(Entries from a pointing dataset)
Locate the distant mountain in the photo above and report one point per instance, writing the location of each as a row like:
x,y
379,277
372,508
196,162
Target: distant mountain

== Stated goal ==
Set down every line of the records above again, unchanged and in the same order.

== Correct output ==
Locate the distant mountain in the photo above and report one point per instance, writing the location of each as a row like:
x,y
379,277
372,508
196,162
Target: distant mountain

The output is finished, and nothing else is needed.